* [Passage shown]:

#####

From 648e261505ac819c85112276e7b6054105f22e13 Mon Sep 17 00:00:00 2001
From: Bharath Rupireddy <bharath.rupireddyforpostgres@gmail.com>
Date: Sat, 17 Feb 2024 04:32:09 +0000
Subject: [PATCH v24 1/4] Add check in WALReadFromBuffers against requested WAL

---
 src/backend/access/transam/xlog.c       | 26 ++++++++++++++++++-------
 src/backend/access/transam/xlogreader.c |  3 +++
 src/include/access/xlog.h               |  1 +
 3 files changed, 23 insertions(+), 7 deletions(-)

diff --git a/src/backend/access/transam/xlog.c b/src/backend/access/transam/xlog.c
index 50c347a679..b01a3b4ed1 100644
--- a/src/backend/access/transam/xlog.c
+++ b/src/backend/access/transam/xlog.c
@@ -698,7 +698,6 @@ static void ReserveXLogInsertLocation(int size, XLogRecPtr *StartPos,
 									  XLogRecPtr *EndPos, XLogRecPtr *PrevPtr);
 static bool ReserveXLogSwitch(XLogRecPtr *StartPos, XLogRecPtr *EndPos,
 							  XLogRecPtr *PrevPtr);
-static XLogRecPtr WaitXLogInsertionsToFinish(XLogRecPtr upto);
 static char *GetXLogBuffer(XLogRecPtr ptr, TimeLineID tli);
 static XLogRecPtr XLogBytePosToRecPtr(uint64 bytepos);
 static XLogRecPtr XLogBytePosToEndRecPtr(uint64 bytepos);
@@ -1493,7 +1492,7 @@ WALInsertLockUpdateInsertingAt(XLogRecPtr insertingAt)
  * uninitialized page), and the inserter might need to evict an old WAL buffer
  * to make room for a new one, which in turn requires WALWriteLock.
  */
-static XLogRecPtr
+XLogRecPtr
 WaitXLogInsertionsToFinish(XLogRecPtr upto)
 {
 	uint64		bytepos;
@@ -1710,13 +1709,14 @@ GetXLogBuffer(XLogRecPtr ptr, TimeLineID tli)
  * of bytes read successfully.
  *
  * Fewer than 'count' bytes may be read if some of the requested WAL data has
- * already been evicted.
+ * already been evicted from the WAL buffers.

#####

* [Dataset excerpt]:
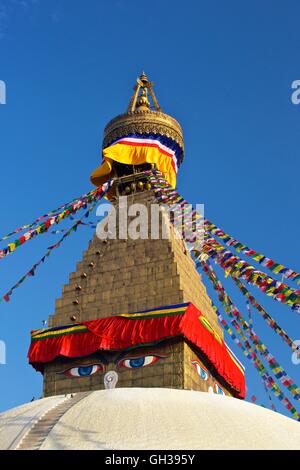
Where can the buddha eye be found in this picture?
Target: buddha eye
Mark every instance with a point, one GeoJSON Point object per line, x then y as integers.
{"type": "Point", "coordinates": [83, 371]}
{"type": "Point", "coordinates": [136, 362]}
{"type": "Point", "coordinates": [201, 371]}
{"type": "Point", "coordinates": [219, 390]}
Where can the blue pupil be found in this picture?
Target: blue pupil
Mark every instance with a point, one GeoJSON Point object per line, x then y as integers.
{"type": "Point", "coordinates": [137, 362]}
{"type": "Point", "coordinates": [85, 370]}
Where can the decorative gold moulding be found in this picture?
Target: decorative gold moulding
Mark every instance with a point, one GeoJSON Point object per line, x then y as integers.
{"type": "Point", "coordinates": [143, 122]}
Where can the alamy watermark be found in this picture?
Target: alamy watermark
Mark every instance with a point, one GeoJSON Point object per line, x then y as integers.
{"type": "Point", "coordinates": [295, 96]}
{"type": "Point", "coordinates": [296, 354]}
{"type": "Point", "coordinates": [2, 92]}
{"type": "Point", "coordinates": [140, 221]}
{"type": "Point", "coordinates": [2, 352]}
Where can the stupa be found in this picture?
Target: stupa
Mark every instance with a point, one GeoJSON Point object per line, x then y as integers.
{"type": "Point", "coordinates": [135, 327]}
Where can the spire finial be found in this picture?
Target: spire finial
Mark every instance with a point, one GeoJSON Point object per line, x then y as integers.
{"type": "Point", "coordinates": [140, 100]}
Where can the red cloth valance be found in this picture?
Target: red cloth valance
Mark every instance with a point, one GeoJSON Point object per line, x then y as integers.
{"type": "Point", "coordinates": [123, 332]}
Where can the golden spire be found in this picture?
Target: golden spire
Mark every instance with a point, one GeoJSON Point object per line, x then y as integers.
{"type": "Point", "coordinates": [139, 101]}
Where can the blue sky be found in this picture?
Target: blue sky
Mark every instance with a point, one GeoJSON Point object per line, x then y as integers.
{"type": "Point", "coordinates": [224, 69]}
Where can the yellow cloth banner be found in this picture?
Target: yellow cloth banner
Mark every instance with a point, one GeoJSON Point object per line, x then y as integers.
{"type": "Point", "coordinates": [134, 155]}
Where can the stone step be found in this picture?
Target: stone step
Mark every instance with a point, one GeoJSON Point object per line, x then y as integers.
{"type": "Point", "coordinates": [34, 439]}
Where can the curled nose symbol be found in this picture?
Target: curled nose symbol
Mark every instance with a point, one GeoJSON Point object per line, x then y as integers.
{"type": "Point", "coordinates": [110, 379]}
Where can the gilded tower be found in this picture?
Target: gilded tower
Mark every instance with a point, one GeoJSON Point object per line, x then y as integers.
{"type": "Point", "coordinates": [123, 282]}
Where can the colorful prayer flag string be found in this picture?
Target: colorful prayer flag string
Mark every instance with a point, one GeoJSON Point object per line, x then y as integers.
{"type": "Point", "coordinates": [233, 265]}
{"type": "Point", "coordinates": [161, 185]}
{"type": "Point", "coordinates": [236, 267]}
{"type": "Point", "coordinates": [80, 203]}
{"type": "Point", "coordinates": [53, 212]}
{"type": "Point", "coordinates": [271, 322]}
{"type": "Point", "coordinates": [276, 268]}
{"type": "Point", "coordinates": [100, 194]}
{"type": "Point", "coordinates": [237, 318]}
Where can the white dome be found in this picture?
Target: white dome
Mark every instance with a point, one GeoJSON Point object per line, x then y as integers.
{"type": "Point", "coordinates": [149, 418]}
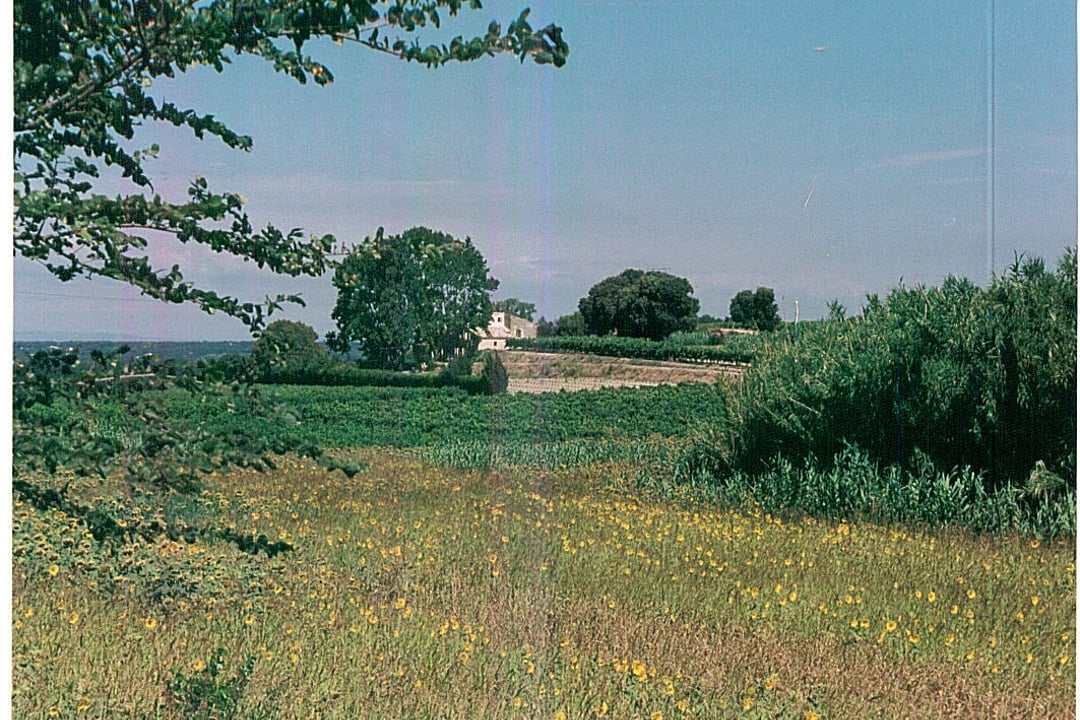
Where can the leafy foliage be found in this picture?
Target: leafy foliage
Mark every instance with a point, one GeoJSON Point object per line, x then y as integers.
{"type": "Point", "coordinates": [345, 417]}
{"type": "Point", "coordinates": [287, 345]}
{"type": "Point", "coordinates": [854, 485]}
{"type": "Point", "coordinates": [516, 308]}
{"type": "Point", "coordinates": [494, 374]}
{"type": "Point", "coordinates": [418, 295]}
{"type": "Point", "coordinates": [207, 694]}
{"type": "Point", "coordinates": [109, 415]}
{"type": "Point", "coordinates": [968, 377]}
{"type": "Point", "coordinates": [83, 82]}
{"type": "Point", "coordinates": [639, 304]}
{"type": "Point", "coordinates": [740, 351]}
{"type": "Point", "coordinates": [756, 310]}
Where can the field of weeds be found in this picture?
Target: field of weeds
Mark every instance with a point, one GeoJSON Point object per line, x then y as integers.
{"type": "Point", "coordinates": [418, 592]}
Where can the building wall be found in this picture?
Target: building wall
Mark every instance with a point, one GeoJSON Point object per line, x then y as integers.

#####

* [Written problem 1]: According to the summary in the WAL patch, how many files were changed, and how many insertions and deletions were made?
* [Written problem 2]: List every file path named in the file-change summary of the WAL patch.
* [Written problem 3]: Continue the WAL patch from its final line.

* [Written reply 1]: Three files were changed, with 23 insertions and 7 deletions.

* [Written reply 2]:
src/backend/access/transam/xlog.c
src/backend/access/transam/xlogreader.c
src/include/access/xlog.h

* [Written reply 3]:
  *
  * No locks are taken.
  *
- * Caller should ensure that it reads no further than LogwrtResult.Write
- * (which should have been updated by the caller when determining how far to
- * read). The 'tli' argument is only used as a convenient safety check so that
+ * Caller should ensure that it reads no further than current insert position
+ * with the help of WaitXLogInsertionsToFinish().
+ *
+ * The 'tli' argument is only used as a convenient safety check so that
  * callers do not read from WAL buffers on a historical timeline.
  */
 Size
@@ -1731,7 +1731,19 @@ WALReadFromBuffers(char *dstbuf, XLogRecPtr startptr, Size count,
 		return 0;
 
 	Assert(!XLogRecPtrIsInvalid(startptr));
-	Assert(startptr + count <= LogwrtResult.Write);
+
+#ifdef USE_ASSERT_CHECKING
+	{
+		XLogRecPtr	upto = startptr + count;
+		XLogRecPtr	insert_pos = GetXLogInsertRecPtr();
+
+		if (upto > insert_pos)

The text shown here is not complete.